* Reading text:
<<<<

GAZE 2021: Gaze Estimation and Prediction in the Wild

Image credit to Daniel Hannah

Sunday, 20th June 2021 (half-day)
3pm - 8:20pm UTC

8am	- 1:20pm	PDT	(UTC-7)
11am	- 4:20pm	EDT	(UTC-4)
4pm	- 9:20pm	BST	(UTC+1)
5pm	- 10:20pm	CEST	(UTC+2)
8:30pm	- 1:50am (+1)	IST	(UTC+5.5)
11pm	- 4:20am (+1)	CST	(UTC+8)
12am	- 5:20am (+1)	KST	(UTC+9)

Youtube recording: https://youtu.be/WQ8azMW_dn8

Introduction

The 3rd International Workshop on Gaze Estimation and Prediction in the Wild (GAZE 2021) at CVPR 2021 aims to encourage and highlight novel strategies for eye gaze estimation and prediction with a focus on robustness and accuracy in extended parameter spaces, both spatially and temporally. This is expected to be achieved by applying novel neural network architectures, incorporating anatomical insights and constraints, introducing new and challenging datasets, and exploiting multi-modal training. Specifically, the workshop topics include (but are not limited to):

Reformulating eye detection, gaze estimation, and gaze prediction pipelines with deep networks.
Applying geometric and anatomical constraints into the training of (sparse or dense) deep networks.
Leveraging additional cues such as contexts from face region and head pose information.

>>>>

* Your objective:
Transcribe the GAZE 2021 workshop page word for word, starting with "Reformulating eye detection, gaze" and going on through "head pose information.".

* Records provided:
<<<<

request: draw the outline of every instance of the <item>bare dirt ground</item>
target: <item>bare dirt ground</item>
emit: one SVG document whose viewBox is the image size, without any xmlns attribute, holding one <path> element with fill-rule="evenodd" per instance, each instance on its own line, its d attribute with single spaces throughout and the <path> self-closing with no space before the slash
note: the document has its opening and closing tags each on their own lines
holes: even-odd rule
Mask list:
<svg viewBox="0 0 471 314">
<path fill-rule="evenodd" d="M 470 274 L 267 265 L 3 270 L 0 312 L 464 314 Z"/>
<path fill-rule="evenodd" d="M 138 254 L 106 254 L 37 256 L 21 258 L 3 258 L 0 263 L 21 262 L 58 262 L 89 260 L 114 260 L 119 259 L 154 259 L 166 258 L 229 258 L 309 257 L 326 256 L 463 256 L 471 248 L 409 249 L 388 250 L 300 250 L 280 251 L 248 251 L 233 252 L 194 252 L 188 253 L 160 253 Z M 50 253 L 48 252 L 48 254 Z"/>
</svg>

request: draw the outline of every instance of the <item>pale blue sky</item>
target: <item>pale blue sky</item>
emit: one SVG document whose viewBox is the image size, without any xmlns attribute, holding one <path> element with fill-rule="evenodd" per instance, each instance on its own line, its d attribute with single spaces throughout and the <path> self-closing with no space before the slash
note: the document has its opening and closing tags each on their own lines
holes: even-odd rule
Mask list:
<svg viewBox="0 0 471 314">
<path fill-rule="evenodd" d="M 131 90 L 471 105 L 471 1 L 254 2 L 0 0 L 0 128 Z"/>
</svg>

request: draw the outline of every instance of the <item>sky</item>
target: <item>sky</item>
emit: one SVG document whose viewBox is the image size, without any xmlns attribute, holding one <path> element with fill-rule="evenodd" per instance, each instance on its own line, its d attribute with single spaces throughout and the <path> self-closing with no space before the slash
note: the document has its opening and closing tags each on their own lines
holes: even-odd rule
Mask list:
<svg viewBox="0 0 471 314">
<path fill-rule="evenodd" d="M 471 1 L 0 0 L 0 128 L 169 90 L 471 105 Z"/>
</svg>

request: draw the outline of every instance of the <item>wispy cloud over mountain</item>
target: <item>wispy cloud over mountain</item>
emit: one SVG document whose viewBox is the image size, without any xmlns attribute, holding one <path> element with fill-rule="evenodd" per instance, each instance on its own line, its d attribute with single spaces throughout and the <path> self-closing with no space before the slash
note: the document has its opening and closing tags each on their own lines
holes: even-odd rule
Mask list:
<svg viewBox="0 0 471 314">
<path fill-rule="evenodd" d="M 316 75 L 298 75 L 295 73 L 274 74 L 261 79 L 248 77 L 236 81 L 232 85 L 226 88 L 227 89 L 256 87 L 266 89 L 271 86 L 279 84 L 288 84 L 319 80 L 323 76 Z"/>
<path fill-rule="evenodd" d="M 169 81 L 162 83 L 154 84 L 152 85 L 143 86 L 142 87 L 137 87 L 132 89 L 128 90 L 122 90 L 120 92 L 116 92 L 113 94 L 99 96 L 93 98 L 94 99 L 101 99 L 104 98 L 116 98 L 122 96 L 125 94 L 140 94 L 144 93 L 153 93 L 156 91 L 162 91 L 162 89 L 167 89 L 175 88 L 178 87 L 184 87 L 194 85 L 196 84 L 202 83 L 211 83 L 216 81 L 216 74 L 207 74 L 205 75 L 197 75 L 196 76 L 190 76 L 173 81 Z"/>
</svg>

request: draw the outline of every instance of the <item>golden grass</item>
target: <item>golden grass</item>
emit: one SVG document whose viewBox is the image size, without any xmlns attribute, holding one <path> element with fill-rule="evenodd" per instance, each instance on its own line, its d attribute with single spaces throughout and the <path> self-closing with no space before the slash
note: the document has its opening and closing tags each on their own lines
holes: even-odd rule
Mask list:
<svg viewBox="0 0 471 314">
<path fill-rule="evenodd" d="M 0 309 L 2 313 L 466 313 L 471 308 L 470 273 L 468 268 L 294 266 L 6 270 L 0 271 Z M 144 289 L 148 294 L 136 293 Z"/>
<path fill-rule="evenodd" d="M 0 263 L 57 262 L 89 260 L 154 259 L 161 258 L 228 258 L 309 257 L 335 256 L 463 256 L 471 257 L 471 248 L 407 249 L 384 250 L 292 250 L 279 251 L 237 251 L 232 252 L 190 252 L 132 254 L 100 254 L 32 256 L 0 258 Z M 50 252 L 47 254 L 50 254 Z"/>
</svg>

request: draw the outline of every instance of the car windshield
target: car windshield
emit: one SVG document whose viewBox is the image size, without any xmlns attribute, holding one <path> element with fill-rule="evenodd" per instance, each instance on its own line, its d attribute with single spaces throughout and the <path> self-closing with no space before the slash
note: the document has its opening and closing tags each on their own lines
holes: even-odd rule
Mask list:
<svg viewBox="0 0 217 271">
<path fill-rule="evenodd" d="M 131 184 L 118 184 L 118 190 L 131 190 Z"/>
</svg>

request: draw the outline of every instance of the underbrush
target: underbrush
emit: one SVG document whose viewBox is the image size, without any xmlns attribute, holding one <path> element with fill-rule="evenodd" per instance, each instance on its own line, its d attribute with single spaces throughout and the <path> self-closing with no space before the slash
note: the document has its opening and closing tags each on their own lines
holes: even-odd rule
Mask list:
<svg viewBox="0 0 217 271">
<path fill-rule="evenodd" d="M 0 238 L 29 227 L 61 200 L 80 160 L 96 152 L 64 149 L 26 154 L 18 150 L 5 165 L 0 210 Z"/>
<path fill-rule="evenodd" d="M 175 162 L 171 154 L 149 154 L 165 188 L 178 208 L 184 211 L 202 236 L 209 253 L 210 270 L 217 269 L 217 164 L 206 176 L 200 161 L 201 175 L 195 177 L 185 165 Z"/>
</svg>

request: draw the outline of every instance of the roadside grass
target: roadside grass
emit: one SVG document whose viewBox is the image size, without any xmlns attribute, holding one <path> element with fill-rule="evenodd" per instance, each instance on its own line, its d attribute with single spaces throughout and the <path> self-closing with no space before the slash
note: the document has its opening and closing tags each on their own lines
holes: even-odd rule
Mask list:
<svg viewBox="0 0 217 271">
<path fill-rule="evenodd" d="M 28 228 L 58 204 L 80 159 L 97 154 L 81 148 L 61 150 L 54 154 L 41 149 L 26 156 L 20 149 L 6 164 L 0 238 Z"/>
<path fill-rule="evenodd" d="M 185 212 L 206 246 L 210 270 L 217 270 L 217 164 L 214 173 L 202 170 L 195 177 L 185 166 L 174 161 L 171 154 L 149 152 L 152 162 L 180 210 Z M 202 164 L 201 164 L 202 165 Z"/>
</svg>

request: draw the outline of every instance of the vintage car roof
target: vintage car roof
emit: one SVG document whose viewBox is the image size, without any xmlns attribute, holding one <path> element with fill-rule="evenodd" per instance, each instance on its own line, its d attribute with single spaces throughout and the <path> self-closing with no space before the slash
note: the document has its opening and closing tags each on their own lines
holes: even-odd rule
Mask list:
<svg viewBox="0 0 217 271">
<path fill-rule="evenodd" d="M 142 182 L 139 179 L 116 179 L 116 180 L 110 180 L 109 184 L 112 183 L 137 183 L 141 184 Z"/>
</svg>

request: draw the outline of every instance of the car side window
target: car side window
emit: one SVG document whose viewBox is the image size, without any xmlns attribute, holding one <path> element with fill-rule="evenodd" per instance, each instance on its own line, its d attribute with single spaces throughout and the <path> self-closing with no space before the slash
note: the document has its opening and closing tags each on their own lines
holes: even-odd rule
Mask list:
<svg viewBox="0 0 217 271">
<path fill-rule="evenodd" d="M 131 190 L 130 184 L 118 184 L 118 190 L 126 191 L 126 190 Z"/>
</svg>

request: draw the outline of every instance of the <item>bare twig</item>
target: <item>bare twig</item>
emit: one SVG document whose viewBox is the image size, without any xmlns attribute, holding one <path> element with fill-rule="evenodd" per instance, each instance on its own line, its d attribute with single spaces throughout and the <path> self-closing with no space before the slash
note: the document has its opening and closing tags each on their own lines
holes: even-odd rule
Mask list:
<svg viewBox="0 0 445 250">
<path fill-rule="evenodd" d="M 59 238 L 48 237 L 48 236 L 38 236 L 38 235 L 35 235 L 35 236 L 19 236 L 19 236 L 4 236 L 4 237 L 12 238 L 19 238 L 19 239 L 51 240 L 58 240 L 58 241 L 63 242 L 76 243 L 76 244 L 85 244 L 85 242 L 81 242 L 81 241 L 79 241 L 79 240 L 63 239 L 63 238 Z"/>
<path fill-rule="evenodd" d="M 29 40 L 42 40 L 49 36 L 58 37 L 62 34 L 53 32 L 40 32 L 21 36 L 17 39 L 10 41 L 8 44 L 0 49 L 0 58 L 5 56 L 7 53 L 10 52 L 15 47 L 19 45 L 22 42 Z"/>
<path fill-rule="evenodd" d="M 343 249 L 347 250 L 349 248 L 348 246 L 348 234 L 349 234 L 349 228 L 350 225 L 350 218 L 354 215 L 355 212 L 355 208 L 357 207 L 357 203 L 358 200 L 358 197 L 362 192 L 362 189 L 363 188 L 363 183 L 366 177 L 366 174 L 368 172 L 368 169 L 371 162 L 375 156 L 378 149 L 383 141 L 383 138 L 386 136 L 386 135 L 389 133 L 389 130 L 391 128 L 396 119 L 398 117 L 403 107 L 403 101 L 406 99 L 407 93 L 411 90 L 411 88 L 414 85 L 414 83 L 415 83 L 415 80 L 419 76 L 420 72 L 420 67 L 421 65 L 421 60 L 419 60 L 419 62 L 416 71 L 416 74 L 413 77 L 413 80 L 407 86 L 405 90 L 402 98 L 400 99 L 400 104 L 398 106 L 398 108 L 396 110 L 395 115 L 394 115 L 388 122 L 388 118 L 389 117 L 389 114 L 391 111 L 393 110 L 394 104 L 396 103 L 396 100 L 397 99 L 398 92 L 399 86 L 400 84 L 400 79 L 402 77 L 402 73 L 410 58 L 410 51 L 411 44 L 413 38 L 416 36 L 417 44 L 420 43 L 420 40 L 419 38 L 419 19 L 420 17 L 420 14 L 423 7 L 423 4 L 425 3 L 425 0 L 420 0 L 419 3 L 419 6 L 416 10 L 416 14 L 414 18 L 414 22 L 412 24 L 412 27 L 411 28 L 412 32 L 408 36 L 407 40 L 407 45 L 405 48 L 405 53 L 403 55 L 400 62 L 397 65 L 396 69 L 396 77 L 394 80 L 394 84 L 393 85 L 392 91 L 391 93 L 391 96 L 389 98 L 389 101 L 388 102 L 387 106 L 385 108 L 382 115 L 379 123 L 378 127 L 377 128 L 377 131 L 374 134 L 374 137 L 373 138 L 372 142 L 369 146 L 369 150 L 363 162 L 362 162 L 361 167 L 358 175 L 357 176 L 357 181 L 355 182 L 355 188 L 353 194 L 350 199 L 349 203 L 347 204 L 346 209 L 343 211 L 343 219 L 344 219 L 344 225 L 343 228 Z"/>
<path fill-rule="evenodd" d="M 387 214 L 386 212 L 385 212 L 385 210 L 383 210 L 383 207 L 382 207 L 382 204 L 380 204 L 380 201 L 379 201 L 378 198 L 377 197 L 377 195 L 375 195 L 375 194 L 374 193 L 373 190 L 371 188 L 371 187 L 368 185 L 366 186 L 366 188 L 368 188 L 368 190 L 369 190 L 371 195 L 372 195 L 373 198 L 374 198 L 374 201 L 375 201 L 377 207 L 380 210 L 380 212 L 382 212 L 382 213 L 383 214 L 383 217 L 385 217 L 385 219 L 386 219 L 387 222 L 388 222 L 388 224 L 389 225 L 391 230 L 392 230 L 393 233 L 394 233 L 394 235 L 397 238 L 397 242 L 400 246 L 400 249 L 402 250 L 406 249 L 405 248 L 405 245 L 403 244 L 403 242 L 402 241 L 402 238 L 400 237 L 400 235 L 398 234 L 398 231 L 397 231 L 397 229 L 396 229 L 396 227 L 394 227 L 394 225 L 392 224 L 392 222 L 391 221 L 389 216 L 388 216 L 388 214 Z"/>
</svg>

>>>>

* Task result:
Reformulating eye detection, gaze estimation, and gaze prediction pipelines with deep networks.
Applying geometric and anatomical constraints into the training of (sparse or dense) deep networks.
Leveraging additional cues such as contexts from face region and head pose information.